→ Supplied text:
########################################
To visualise the clusters. I used t-SNE plots. This also helped with dimensionality reduction since the original data (or the pairwise distance matrix) might have many features or represent complex relationships. t-SNE converts the distance matrix into a two-dimensional representation where similar points are closer together and dissimilar points are farther apart.

Deploying into production with an ETL pipeline
Once the logic and workflow was agreed on, the research team wanted a configurable pipeline where they could:
- Choose the metric type (residue_overlap, residue_score, or distance_vector) and for each of these, additional parameters like options normalisation: min, max, average, or union.
- Select the distance metric (Euclidean, Manhattan, cosine, Jaccard, etc.)
- Experiment with different clustering algorithms (hierarchical, KMeans, DBSCAN, HDBSCAN)
- Control other parameters like the subset of binding sites, dimensionality reduction method, or output visualisations
To support this, I built a single production-ready Python file (clustering_pipeline.py) that functions as an ETL pipeline:
- Extraction - with functions for loading binding site and atom data from the provided .pkl files. And also for handling mapping atoms and constructing the unique atom identifiers.
- Transformation - functions to calculate the
- residue_overlap_distance, residue_score_distance and distance_between_vectors for the 3 methods, each taking in 2 sites as arguments. The 3rd function also depended on other helper functions like:
- get_atoms_in_binding_site, atoms_of_interest (to list all unique atoms from all binding sites in all files), get_atom_coordinates (to get coordinates for atom specified)and binding_site_vector (to calculate the vector for a binding site based on the distances between hotspots and unique atoms)
- pairwise_distances_with_library – builds pairwise distance matrices between binding sites for the chosen distance metric.
- Loading & Analysis
- perform_clustering (that takes in the distance_matrix and other clustering_args ) – applies the chosen clustering algorithm (hierarchical, KMeans, DBSCAN, HDBSCAN) and
- Supports dimensionality reduction and generation of t-SNE plots for visualization.
- Configuration Layer
- Parameters are stored in a JSON file (e.g., metric type, distance metric, clustering algorithm, number of clusters, subset size).
- The pipeline reads this JSON at runtime and executes the full workflow accordingly.
- Main Function
- Orchestrates the end-to-end pipeline.
- Makes it easy to run the entire workflow with a single command:
This structure allowed the research team to test out with different settings and parameters without editing the codebase — they only need to update the JSON configuration file.
Some challenges and lessons from this project
- The data extraction was a bit tricky. The data type (pdb files) were new to me so I had to discuss with the research team in-depth and understand the ideas of “frame”, “ligand”, “amino acids”, ”interaction fingerprints” and protein structure, what metrics needed to be extracted and how to go about doing that.
########################################
→ Data section:
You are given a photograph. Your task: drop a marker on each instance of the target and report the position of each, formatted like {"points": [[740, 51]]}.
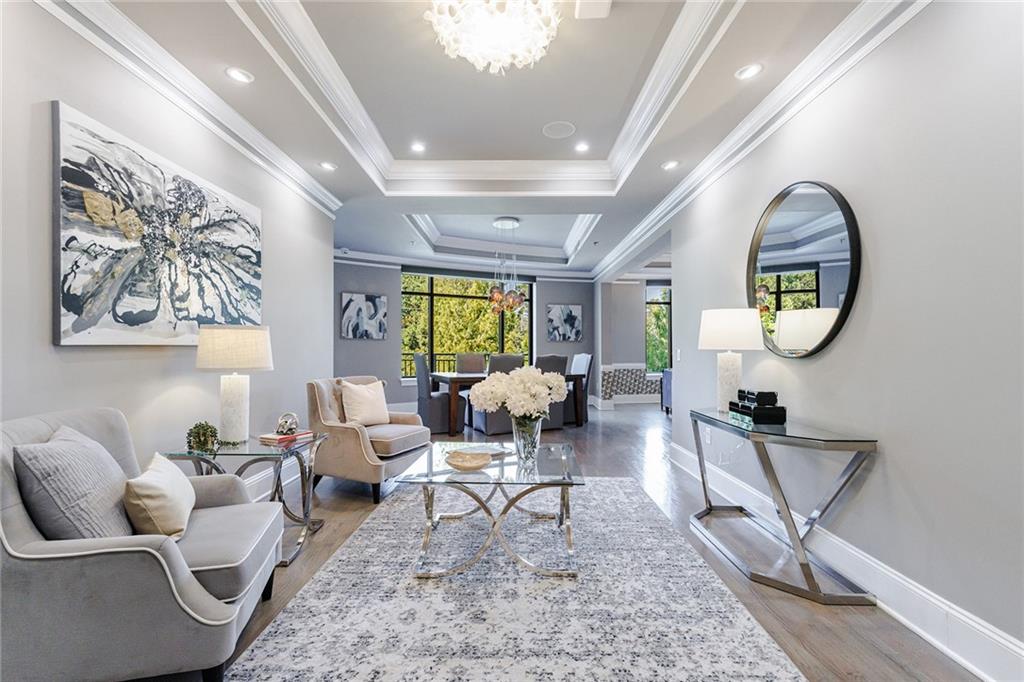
########################################
→ Task item A: In the clustering pipeline write-up, what kind of file stores the pipeline's parameters?
→ Task item B: Reproduce the stretch of the clustering pipeline write-up that starts at the words "- The pipeline" and runs through the words "JSON configuration file.".

→ Your response A: A JSON file.

→ Your response B:
- The pipeline reads this JSON at runtime and executes the full workflow accordingly.
- Main Function
- Orchestrates the end-to-end pipeline.
- Makes it easy to run the entire workflow with a single command:
This structure allowed the research team to test out with different settings and parameters without editing the codebase — they only need to update the JSON configuration file.